## FRAGMENTO:
Sí, muy bien dicho por Filemón, para quien esos asesinos no podían ser piadosos monjes, sino malditos demonios, quienes con inigualable saña, habían asesinado a la pobre Hipatia. Esa saña fue recuperada siglos después por la “Santa Inquisición”, ese aberrante sistema “judicial” de la iglesia, mediante el cual miles de personas fueron torturadas y asesinadas, mediante demenciales métodos que nada tenían que ver con las “enseñanzas de Cristo”. El “delito” del que se acusaba a esos pobres infelices era el de ser “herejes”. Y bastaba con una falsa acusación, por ejemplo, si se trataba de un hombre, que una monja dijera que lo había soñado con cuernos de chivo y cola, o sea, de apariencia diabólica, y que la había ultrajado, para que a aquél lo torturaran terriblemente y luego lo ejecutaran. La muerte, se convertía, así, en un alivio ante las desquiciadas torturas que le infligían los “santos verdugos”. Y si se trataba de una mujer, una sabia, como Hipatia, por ejemplo, bastaba con que se le acusara de bruja, para torturarla y asesinarla. Sólo hay que ver los instrumentos de tortura que se usaron en esos obscurantistas, nefastos tiempos, para darnos una idea de la demencial crueldad con que actuaban esos “santos inquisidores”. Y, claro, la ganancia adicional de tantos asesinatos “en nombre de Dios”, era que la iglesia tomaba posesión de la fortuna de los infelices ejecutados. Sí que fue un muy buen negocio la inquisición.
Vaya que tenía razón Hipatia en cuestionar que la sola aceptación de la existencia de Dios no era suficiente para recomponer tanta crueldad, violencia, fanatismo, destrucción, guerras y más problemas que enfrentaba el mundo. Eso, sí, era idolatría pura. Por lo que se le tenía que cuestionar a la divinidad su magna creación a través de sus propias creaciones, o sea, las mujeres y hombres juiciosos, inteligentes, sensibles, quienes a través del razonamiento crítico, podrían corregir tal reinante caos.
Muy probablemente los verdugos inquisitoriales del medioevo se hayan basado en la demencial carnicería que cometieron los monjes locos con Hipatia.

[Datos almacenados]
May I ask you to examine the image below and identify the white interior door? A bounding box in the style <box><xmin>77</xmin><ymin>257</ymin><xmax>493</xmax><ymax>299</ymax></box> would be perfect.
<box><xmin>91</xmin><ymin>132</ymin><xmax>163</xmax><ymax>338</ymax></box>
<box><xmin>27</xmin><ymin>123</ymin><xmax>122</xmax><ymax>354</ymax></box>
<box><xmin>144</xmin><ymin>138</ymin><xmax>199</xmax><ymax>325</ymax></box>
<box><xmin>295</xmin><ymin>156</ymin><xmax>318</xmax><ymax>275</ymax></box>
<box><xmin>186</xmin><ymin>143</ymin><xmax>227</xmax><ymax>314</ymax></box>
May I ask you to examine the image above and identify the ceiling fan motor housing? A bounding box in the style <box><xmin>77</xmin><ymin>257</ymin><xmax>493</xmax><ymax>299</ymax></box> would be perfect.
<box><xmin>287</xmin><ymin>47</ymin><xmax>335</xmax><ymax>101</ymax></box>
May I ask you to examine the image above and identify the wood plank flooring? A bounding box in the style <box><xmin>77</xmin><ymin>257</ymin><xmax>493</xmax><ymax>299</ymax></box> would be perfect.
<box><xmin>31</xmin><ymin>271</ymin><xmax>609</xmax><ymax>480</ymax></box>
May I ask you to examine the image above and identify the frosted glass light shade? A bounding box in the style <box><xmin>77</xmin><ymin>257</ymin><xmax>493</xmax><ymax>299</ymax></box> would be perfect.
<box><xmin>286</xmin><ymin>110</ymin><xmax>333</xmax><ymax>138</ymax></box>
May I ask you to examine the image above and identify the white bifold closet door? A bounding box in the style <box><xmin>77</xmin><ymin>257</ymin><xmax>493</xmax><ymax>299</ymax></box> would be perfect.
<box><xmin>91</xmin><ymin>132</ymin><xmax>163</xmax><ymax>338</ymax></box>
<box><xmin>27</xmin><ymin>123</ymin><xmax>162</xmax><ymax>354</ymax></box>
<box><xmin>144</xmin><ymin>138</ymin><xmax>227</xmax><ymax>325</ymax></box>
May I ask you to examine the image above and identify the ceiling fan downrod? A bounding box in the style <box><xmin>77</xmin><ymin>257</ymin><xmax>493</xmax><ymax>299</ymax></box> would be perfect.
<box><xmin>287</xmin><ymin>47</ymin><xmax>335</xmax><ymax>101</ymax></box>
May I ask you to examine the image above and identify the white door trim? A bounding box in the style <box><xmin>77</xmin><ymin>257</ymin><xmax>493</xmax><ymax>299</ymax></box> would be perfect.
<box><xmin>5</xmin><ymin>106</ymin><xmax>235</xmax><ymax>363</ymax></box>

## INSTRUCCIONES DE TRABAJO:
Cambia “razonamiento crítico” por “pensamiento crítico” y reproduce el fragmento sobre Hipatia comenzando en “Vaya que tenía” y terminando en “tal reinante caos.”. Los registros no tienen ninguna relación con el fragmento.

## RESPUESTA A LA TAREA:
Vaya que tenía razón Hipatia en cuestionar que la sola aceptación de la existencia de Dios no era suficiente para recomponer tanta crueldad, violencia, fanatismo, destrucción, guerras y más problemas que enfrentaba el mundo. Eso, sí, era idolatría pura. Por lo que se le tenía que cuestionar a la divinidad su magna creación a través de sus propias creaciones, o sea, las mujeres y hombres juiciosos, inteligentes, sensibles, quienes a través del pensamiento crítico, podrían corregir tal reinante caos.